**PASSAGE SHOWN:**
Content starts

Re: '88 5.0 starting/running problems

Reply #113
Well, I can't do anything of the sort right now.. the top of the engine is in several pieces.

- Took the upper intake off it to touch-up paint and clearcoat it.
- Took the injectors out to soak them in paint thinner. Did so for 2 days, then soaked them in gasoline for 2-3 hours or so.
- I'll probably replace the FPR while the rail is off.. when I can afford to buy the FPR, pump, and new filter for after the tank drain and drop.

Also, the engine acts the same way whether I use its IAC or the IAC I borrowed from my Lincoln's 5.0. The T-bird's IAC was already cleaned with carb cleaner some time ago.

I've set the TPS voltage several times now. I found my smaller round file and I'll be elongating the holes a little bit before I reassemble the manifold/spacer/TB.

I'm stuck waiting until I can afford one new/replacement 14# injector, because one of my current ones is broken in two spots. (the cap, and the ring just below the rail O-ring)

While I'm on that subject: Can anyone tell me if it's a bad idea to try and pull the caps off for changing the O-rings on the manifold side of the injectors? Should I be cutting off the old ones that soaked in the paint thinner for 2 days instead?

EDIT: Here's the damage to the injector:

Re: '88 5.0 starting/running problems

Reply #114
Quote
Friend came over today to set the timing by hand/ear.. got his wrench on the bolt holding in the distributor, and proceeded to break the TFI module clean in half when it slipped.


HHAHA I did that a couple of months ago... cheap a$$ swival I have... live and learn right birdman..

Quote
I'm stuck waiting until I can afford one new/replacement 14# injector

Oh I just tossed 8 14# injectors in the trash last week too  :giggle:  someone around here should have 1 or 2 they can hook you up with .. ;)

Content ends

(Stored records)
Content starts

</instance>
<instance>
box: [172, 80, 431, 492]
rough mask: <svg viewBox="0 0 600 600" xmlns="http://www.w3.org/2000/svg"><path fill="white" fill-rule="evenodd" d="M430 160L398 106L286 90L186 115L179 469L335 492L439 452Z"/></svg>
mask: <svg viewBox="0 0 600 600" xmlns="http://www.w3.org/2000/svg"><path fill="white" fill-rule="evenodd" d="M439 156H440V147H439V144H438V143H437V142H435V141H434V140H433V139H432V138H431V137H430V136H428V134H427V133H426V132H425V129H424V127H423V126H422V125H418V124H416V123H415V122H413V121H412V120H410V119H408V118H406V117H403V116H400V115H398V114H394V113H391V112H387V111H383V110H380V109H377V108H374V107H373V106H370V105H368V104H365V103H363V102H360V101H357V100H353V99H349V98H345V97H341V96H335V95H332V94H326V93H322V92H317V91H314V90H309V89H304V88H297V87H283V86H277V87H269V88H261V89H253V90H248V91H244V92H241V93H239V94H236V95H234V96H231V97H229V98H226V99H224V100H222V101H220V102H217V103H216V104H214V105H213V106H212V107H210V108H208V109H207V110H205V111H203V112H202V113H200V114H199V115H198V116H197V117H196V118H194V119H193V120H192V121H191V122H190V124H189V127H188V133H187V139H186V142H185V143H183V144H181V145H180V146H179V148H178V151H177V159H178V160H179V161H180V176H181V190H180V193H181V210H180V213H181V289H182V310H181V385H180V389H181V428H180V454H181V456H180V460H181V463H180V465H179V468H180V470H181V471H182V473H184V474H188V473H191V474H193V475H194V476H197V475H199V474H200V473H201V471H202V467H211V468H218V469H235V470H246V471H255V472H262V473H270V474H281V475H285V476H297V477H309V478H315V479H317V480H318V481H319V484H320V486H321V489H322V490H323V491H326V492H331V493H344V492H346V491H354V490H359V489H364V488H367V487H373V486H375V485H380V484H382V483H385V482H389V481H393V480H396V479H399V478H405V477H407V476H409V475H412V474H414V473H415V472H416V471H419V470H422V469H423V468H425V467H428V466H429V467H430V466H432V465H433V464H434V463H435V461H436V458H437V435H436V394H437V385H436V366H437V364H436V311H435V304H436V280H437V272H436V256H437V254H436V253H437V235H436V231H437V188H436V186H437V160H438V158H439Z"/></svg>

Content ends

**TASKS TO CARRY OUT:**
[A] Rewrite the paragraph of the forum thread beginning "Also, the engine acts the same way" more briefly, keeping its main facts.
[B] In the part of the forum thread that opens with the words "- Took the injectors" and closes with "drain and drop.", change "gasoline" to "kerosene", then give that part again.

**ANSWERS TO THE PROBLEMS:**
[A] The engine behaves the same with either its own IAC or the one borrowed from the Lincoln's 5.0, and the T-bird's IAC had already been cleaned with carb cleaner a while ago.

[B]
- Took the injectors out to soak them in paint thinner. Did so for 2 days, then soaked them in kerosene for 2-3 hours or so.
- I'll probably replace the FPR while the rail is off.. when I can afford to buy the FPR, pump, and new filter for after the tank drain and drop.